Énoncé 1>
Les affirmations (a), (b) et (c) concordent-elles avec l'extrait ci-dessous ? Répondez par oui ou par non et citez à l'identique les mots de l'extrait qui tranchent.
(a) La note formule deux critiques du rapport du 15 janvier 2013.
(b) Le dossier remis à la Commission était complet.
(c) D'après l'extrait, Ankara a mis des camps d'entraînement militaire à la disposition des rebelles syriens le long de la frontière.
Énoncé 2>
Selon l'extrait ci-dessous, quelles origines permettent de porter un regard transfrontalier sur la tragédie syrienne ?
Énoncé 3>
Transcrivez sans rien changer tout le passage de l'extrait ci-dessous qui va de « Ma note s’articule » jusqu'à « le peuple syrien. ».

Extrait>
━━━━━━

A l’attention de M. Paulo Pinhero, Mme Carla del Ponte et Mme Karen Koning Abu Zayd, membres de la Commission d’enquête internationale sur la République arabe syrienne
Note préliminaire
Permettez-moi d’abord de vous remercier d’avoir accepté de nous écouter.
L’improvisation dans laquelle notre entretien à été organisé nous a contraints de vous fournir un dossier incomplet, ce que nous regrettons vivement.
Nous espérons par conséquent que vous resterez à notre écoute et consulterez les informations additionnelles que nous vous communiquerons dans les prochains jours.
Ma note s’articule sur deux critiques de votre rapport du 15 janvier 2013 :
1. L’absence de toute référence au rôle néfaste du gouvernement turc dans la tragédie syrienne
2. La sous-estimation voire la négation du génocide anti-alaouite en cours en Syrie
Mes origines antiochiennes, c’est-à -dire turco-syriennes me permettent de porter un regard transfrontalier sur la tragédie syrienne et de constater une série d’agissements du côté turc qui sont loin de servir le peuple syrien.
Dès le début de la crise, le régime d’Ankara s’est en effet montré intraitable sur la question syrienne. De la réunion d’Antalya à la Conférence d’Istanbul, de la mise à disposition de camps d’entraînement militaire aux rebelles syriens le long de la frontière à l’accueil de djihadistes internationaux, Ankara a systématiquement parrainé toute initiative prônant le renversement violent du régime syrien.

━━━━━━

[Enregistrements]
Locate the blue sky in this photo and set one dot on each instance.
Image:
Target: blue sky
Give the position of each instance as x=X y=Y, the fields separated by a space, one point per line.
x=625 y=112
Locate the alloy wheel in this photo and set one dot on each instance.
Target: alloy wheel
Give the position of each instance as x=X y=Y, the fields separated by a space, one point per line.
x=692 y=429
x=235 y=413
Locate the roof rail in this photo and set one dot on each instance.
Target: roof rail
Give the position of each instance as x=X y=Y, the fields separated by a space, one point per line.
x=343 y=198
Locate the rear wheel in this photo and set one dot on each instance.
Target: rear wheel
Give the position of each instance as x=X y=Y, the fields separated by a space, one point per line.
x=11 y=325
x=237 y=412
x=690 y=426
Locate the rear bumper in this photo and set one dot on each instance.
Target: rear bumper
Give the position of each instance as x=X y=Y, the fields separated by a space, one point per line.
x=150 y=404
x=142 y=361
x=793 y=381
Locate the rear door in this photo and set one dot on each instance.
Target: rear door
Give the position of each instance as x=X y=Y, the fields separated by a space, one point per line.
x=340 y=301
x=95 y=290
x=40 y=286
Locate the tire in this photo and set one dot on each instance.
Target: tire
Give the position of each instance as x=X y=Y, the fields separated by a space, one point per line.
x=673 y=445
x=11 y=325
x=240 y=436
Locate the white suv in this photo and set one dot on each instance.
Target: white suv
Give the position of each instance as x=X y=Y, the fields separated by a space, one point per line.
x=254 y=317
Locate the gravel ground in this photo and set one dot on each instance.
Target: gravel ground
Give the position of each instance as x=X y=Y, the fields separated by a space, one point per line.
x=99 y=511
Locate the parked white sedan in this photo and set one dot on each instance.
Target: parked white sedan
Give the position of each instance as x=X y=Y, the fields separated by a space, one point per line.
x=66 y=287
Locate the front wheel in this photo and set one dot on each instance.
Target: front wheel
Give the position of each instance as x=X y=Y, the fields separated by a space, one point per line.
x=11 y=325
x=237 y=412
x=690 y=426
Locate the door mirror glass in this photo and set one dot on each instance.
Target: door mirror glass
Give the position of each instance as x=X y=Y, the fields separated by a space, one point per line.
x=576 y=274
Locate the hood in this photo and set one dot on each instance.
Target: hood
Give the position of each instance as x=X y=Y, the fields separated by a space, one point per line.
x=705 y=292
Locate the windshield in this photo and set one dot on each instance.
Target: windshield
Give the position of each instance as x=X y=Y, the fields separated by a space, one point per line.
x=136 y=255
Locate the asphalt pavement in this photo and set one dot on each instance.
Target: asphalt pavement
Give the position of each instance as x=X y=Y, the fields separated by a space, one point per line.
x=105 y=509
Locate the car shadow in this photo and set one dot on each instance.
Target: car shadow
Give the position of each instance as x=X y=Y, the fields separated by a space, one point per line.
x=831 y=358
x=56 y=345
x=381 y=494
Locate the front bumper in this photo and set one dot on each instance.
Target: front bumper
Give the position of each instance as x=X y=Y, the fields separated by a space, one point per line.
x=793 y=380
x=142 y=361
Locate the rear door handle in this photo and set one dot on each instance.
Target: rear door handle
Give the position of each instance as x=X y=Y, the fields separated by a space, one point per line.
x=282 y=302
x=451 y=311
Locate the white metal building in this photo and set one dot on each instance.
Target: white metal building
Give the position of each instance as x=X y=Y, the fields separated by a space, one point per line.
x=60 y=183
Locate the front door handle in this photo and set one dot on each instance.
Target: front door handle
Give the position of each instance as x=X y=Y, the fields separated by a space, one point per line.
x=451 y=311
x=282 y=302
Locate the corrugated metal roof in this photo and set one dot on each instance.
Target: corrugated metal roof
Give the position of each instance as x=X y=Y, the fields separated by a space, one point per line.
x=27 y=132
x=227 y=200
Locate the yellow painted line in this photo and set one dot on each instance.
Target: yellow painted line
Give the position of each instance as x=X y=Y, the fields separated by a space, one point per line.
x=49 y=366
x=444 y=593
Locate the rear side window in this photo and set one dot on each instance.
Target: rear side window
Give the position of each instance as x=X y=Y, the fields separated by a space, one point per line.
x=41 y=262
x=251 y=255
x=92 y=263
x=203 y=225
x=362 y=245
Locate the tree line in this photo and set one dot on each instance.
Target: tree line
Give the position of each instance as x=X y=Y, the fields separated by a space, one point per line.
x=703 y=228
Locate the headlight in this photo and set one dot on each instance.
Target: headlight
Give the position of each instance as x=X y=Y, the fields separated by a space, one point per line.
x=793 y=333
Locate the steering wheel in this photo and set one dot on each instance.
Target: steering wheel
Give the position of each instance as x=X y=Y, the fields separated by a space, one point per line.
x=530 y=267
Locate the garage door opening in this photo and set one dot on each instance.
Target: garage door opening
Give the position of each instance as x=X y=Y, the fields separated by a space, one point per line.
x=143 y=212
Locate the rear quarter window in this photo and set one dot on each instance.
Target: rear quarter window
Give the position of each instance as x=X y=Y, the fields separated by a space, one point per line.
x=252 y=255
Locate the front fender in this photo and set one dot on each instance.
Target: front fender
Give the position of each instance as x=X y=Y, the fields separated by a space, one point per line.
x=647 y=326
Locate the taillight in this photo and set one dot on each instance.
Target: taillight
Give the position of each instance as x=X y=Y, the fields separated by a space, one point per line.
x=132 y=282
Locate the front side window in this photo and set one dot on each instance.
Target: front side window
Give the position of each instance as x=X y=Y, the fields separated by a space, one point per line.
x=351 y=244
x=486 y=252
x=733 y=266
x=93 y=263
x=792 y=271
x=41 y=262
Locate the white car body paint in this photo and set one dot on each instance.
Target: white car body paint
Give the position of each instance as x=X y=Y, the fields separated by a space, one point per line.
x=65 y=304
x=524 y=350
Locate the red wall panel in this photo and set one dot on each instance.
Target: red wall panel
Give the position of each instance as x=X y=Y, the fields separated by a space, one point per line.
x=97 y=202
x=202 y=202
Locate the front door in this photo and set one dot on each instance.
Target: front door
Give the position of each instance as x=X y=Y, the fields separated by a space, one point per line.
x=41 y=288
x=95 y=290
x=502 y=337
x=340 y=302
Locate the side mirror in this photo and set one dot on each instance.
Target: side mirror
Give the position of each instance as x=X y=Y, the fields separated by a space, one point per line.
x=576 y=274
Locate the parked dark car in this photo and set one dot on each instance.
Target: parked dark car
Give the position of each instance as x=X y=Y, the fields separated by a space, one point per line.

━━━━━━

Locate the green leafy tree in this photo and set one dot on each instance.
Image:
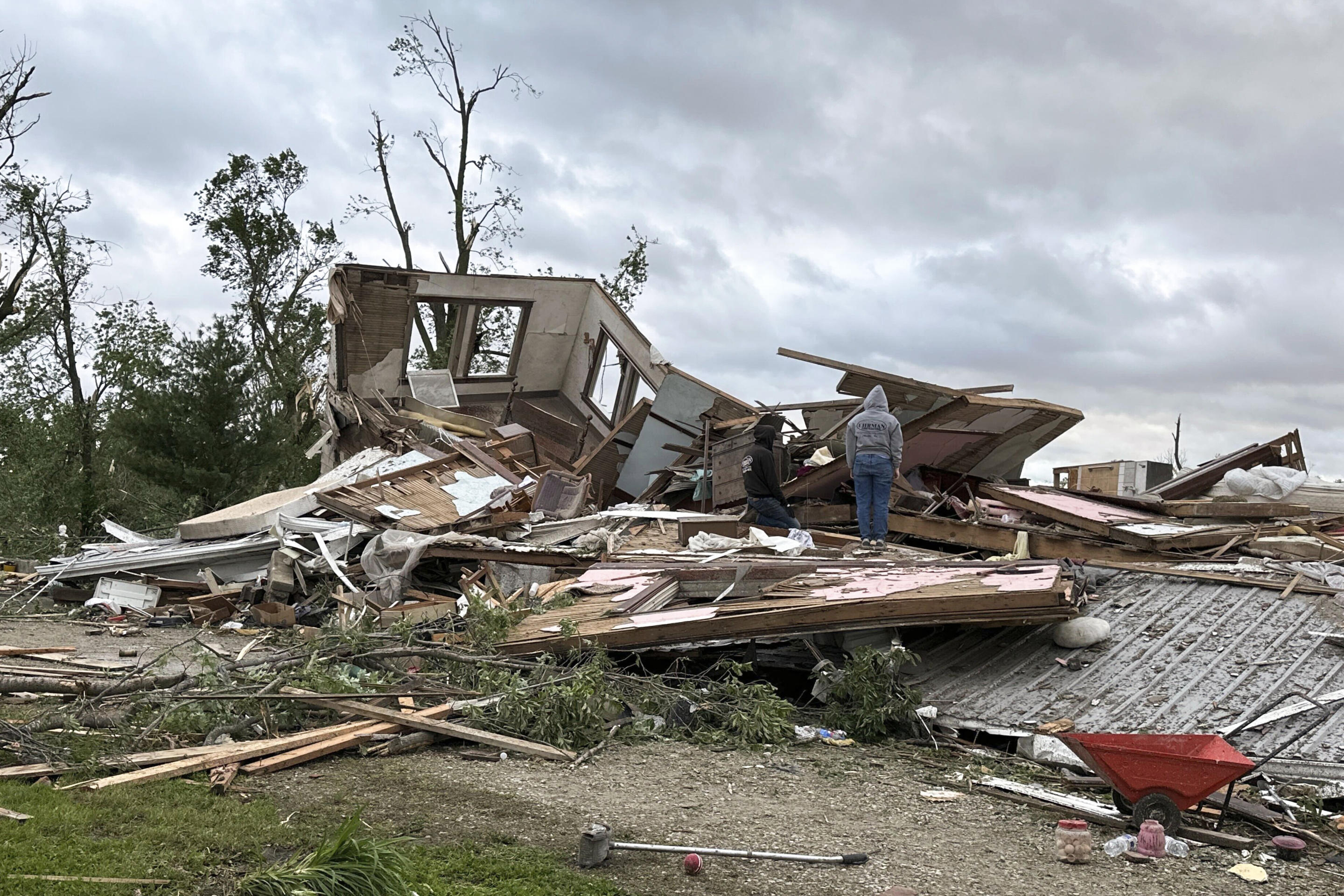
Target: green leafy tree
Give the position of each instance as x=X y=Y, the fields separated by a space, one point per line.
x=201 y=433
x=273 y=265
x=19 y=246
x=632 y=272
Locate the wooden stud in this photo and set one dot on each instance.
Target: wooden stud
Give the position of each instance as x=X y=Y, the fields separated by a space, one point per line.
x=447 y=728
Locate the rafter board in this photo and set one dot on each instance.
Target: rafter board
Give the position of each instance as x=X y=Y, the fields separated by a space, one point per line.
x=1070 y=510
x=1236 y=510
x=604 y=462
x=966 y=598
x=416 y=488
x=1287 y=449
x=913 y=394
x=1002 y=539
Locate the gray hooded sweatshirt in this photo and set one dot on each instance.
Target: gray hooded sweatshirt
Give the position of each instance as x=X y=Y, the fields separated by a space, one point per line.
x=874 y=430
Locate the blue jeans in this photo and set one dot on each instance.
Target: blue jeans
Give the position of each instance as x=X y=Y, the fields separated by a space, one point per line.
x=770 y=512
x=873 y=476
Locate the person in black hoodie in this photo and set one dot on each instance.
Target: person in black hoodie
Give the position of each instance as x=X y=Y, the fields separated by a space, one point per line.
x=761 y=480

━━━━━━

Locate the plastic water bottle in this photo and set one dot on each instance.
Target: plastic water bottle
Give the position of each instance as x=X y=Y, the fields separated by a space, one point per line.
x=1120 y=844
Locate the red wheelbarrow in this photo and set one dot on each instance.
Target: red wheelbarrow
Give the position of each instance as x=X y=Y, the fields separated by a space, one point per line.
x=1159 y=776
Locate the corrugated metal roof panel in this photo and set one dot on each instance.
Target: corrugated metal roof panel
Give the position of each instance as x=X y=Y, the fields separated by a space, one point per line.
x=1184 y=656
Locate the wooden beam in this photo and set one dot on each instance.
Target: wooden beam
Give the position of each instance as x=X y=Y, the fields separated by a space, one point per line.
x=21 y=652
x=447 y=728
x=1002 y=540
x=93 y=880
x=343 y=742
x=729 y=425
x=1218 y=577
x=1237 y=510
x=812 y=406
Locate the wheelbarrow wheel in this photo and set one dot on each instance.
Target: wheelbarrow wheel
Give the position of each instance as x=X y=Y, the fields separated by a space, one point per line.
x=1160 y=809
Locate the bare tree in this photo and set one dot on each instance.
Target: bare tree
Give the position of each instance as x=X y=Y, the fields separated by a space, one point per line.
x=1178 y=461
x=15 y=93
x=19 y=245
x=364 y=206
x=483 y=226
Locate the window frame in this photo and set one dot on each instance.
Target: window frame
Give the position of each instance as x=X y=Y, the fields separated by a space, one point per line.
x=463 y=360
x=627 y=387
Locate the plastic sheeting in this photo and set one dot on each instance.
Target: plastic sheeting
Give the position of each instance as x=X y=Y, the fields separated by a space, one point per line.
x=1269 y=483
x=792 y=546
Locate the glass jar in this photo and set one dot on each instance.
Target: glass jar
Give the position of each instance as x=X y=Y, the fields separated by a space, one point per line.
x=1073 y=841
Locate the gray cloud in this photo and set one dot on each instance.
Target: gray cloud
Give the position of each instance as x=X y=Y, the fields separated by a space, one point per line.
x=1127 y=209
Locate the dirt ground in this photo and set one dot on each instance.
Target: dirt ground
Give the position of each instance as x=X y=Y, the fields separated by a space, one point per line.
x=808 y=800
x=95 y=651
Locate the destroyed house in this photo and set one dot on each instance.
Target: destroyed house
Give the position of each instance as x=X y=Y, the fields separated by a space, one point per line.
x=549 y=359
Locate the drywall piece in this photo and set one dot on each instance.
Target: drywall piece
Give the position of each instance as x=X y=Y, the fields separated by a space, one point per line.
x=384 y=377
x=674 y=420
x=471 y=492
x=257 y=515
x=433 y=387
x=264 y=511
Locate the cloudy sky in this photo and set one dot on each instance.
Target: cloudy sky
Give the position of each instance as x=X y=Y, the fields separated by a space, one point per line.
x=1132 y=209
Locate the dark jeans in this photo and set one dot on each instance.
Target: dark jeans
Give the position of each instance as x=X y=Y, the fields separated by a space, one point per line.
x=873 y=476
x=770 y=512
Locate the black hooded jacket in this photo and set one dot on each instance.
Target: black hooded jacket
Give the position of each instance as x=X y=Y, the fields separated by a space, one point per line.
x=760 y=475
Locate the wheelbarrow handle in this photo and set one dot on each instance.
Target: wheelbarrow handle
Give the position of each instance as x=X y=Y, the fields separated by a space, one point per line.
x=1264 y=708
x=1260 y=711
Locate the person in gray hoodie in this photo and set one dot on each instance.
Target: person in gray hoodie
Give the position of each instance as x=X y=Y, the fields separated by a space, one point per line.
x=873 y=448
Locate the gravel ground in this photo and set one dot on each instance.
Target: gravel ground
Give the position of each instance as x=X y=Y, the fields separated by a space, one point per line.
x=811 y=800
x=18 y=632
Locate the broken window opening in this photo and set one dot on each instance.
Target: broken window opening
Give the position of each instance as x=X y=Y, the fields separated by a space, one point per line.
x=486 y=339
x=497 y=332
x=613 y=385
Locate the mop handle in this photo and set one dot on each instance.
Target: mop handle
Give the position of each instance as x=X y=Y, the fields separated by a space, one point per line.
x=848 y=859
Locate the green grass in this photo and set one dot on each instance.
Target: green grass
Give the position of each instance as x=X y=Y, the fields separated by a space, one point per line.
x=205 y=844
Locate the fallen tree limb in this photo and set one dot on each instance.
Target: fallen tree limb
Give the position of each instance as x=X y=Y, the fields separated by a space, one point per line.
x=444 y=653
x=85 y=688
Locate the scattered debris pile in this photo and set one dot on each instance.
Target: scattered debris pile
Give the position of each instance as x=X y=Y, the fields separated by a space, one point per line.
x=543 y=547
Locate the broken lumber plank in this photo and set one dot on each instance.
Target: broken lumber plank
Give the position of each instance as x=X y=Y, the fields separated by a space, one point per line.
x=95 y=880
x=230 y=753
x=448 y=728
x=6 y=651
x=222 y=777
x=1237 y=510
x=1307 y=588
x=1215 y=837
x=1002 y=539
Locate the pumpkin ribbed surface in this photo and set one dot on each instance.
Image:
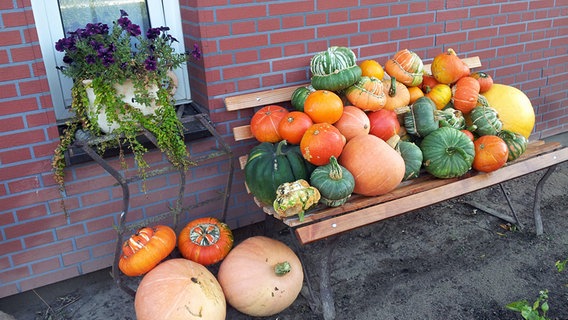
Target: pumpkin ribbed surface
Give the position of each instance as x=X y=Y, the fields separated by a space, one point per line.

━━━━━━

Corrigé 1>
(a) Oui : « Ma note s’articule sur deux critiques de votre rapport du 15 janvier 2013 ».
(b) Non : « nous a contraints de vous fournir un dossier incomplet ».
(c) Oui : « de la mise à disposition de camps d’entraînement militaire aux rebelles syriens le long de la frontière ».

Corrigé 2>
Des origines antiochiennes, c'est-à-dire turco-syriennes.

Corrigé 3>
Ma note s’articule sur deux critiques de votre rapport du 15 janvier 2013 :
1. L’absence de toute référence au rôle néfaste du gouvernement turc dans la tragédie syrienne
2. La sous-estimation voire la négation du génocide anti-alaouite en cours en Syrie
Mes origines antiochiennes, c’est-à -dire turco-syriennes me permettent de porter un regard transfrontalier sur la tragédie syrienne et de constater une série d’agissements du côté turc qui sont loin de servir le peuple syrien.